**Region pointing data:**
______

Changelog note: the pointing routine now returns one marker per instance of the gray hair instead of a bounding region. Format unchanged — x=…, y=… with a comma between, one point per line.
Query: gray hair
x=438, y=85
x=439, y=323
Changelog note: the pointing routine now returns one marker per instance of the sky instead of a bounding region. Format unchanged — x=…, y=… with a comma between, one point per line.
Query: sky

______

**EXERCISE BRIEF:** Pull from the data each line where the string "Changelog" turns up.

**FINAL ANSWER:**
Changelog note: the pointing routine now returns one marker per instance of the gray hair instead of a bounding region. Format unchanged — x=…, y=… with a comma between, one point per line.
Changelog note: the pointing routine now returns one marker per instance of the sky instead of a bounding region. Format unchanged — x=…, y=… with a comma between, one point per line.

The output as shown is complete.